Passage provided →
## Start
Peter Colotka (10 January 1925–20 April 2019) was a Slovak academic, lawyer and politician. He was the Prime Minister of the Slovak Socialist Republic from 1969 to 1988.

Early life and education
Colotka was born in Sedliacka Dubová, Dolný Kubín district, on 10 January 1925. He studied law at Comenius University in Bratislava and graduated in 1950.

Career
Following his graduation Colotka joined the University of Bratislava and taught civil and family law. He was the prorector of the university from 1959 to 1961. He served at the International Court of Justice at the Hague from 1963 to 1968. He became a professor of civil law in 1964.
## End
Available data →
## Start
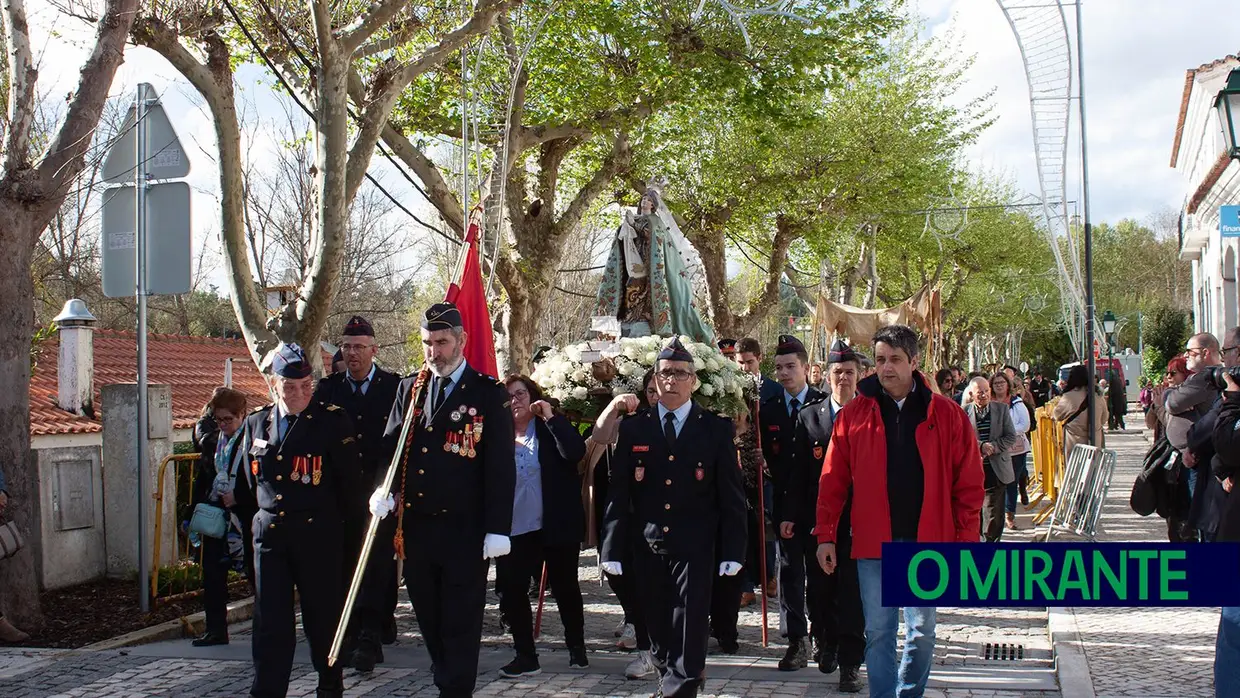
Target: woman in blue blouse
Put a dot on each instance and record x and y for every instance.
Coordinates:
## End
To be done →
1) According to the Peter Colotka biography, in what year did he graduate in law from Comenius University?
2) Write the next part of the Peter Colotka biography, starting after its last sentence.
The lines are separate material and have no connection to the Peter Colotka biography.

Answers to the exercise →
1) 1950

2)
He was a member of both the Communist Party of Czechoslovakia and the Slovak Communist Party. He was made deputy prime minister of Czechoslovakia in 1968 and was appointed president of the Czechoslovak Federal Assembly in the meeting of the Czech communist party held on 16–17 January 1969, replacing Josef Smrkovský in the post. And Colotka was a deputy at the Assembly from 1969 to 1989. He became a member of the Czechoslovak Communist Party's presidium in April 1969 and of its central committee in May 1971. He was elected to the Slovak Communist Party's presidium in May 1969 and to the central committee in May 1971.

He was appointed prime minister of the Slovak Socialist Republic on 4 May 1969, replacing Stefan Sádovský in the post. He also served as deputy prime minister of Czechoslovakia from 1969 to 1988. He resigned from premiership on 12 October 1988 and was replaced by Ivan Knotek in the post. Colotka also resigned from the Czechoslovak Communist Party's presidium in October 1988.

He was appointed Czechoslovak ambassador to France in late 1988 and served in the post until 19 January 1990.

Controversy
Colotka was among the communist leaders who were interrogated about their role in the 1968 Soviet invasion. On 11 July 1990, Colotka was arrested and accused of embezzlement, abuse of power and theft.

Death
Peter Colotka died at age 94 on 20 April 2019.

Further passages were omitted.